Resolving deltas: 100% (65/65), done.


In [3]:
cd /content/Deep-Learning-with-GDP-Tensorflow

/content/Deep-Learning-with-GDP-Tensorflow


### Import necessary packages.

In [4]:
import numpy as np
import tensorflow as tf
from tensorflow_privacy.privacy.analysis import compute_dp_sgd_privacy
from tensorflow_privacy.privacy.optimizers.dp_optimizer import *
#DPGradientDescentGaussianOptimizer

print("Num GPUs Available: ", len(tf.config.list_physical_devices('GPU')))

Num GPUs Available:  1


### We use MNIST here, similar to 
https://github.com/tensorflow/privacy/blob/master/tutorials/Classification_Privacy.ipynb

In [5]:
train, test = tf.keras.datasets.mnist.load_data()
train_data, train_labels = train
test_data, test_labels = test

train_data = np.array(train_data, dtype=np.float32) / 255
test_data = np.array(test_data, dtype=np.float32) / 255

train_labels = np.array(train_labels, dtype=np.int32).flatten()

To do:
[A] Reproduce verbatim everything in the notebook excerpt from "### We use MNIST" down to "test = tf.keras.datasets.mnist.load_data()".
[B] Render the sentence "Import necessary packages." from the notebook excerpt into Spanish.
The rows have no connection to the notebook excerpt.

Recorded information:
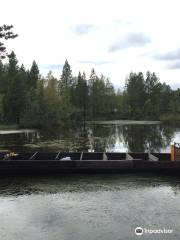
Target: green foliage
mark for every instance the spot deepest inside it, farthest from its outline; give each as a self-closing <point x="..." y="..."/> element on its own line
<point x="29" y="100"/>
<point x="5" y="33"/>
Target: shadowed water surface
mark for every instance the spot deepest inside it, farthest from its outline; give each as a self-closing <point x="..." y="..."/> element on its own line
<point x="88" y="206"/>
<point x="122" y="136"/>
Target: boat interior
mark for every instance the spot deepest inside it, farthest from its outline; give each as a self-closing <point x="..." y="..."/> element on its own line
<point x="84" y="156"/>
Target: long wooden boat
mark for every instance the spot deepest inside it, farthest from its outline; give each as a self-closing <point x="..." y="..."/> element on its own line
<point x="59" y="162"/>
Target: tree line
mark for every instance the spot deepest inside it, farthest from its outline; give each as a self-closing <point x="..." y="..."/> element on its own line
<point x="29" y="99"/>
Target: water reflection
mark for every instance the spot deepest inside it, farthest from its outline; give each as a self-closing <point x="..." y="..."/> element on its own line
<point x="96" y="137"/>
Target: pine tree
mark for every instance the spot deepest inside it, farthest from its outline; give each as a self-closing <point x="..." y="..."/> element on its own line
<point x="5" y="33"/>
<point x="33" y="75"/>
<point x="66" y="80"/>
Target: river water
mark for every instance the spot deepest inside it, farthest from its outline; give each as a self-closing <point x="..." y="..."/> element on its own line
<point x="80" y="207"/>
<point x="89" y="207"/>
<point x="110" y="136"/>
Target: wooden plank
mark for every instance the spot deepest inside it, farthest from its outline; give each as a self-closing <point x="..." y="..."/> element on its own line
<point x="128" y="157"/>
<point x="105" y="157"/>
<point x="152" y="157"/>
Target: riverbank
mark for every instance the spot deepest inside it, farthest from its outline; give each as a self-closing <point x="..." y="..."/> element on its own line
<point x="9" y="127"/>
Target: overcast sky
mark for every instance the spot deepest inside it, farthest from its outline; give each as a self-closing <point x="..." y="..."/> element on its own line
<point x="113" y="36"/>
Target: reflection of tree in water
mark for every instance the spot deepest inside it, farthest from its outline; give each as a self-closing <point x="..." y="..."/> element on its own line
<point x="96" y="137"/>
<point x="140" y="138"/>
<point x="102" y="137"/>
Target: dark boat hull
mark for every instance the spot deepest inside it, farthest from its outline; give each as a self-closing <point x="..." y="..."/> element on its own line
<point x="88" y="162"/>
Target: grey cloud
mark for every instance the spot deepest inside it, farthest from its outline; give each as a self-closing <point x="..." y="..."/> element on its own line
<point x="53" y="66"/>
<point x="175" y="65"/>
<point x="130" y="40"/>
<point x="96" y="62"/>
<point x="174" y="55"/>
<point x="82" y="28"/>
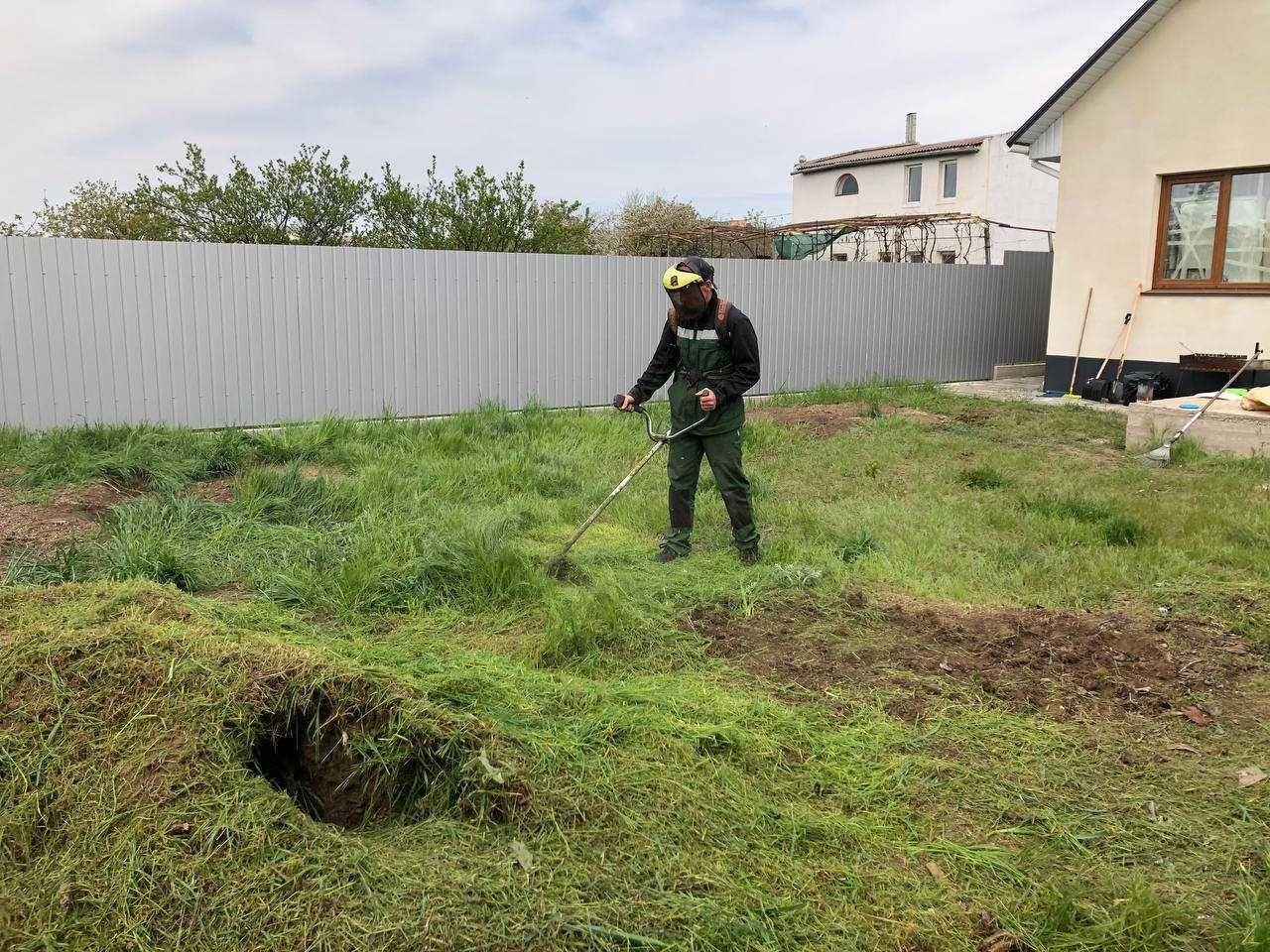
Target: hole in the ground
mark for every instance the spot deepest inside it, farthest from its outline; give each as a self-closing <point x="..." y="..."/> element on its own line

Results in order:
[A]
### We use MNIST here, similar to 
https://github.com/tensorflow/privacy/blob/master/tutorials/Classification_Privacy.ipynb

In [5]:
train, test = tf.keras.datasets.mnist.load_data()

[B] Importe los paquetes necesarios.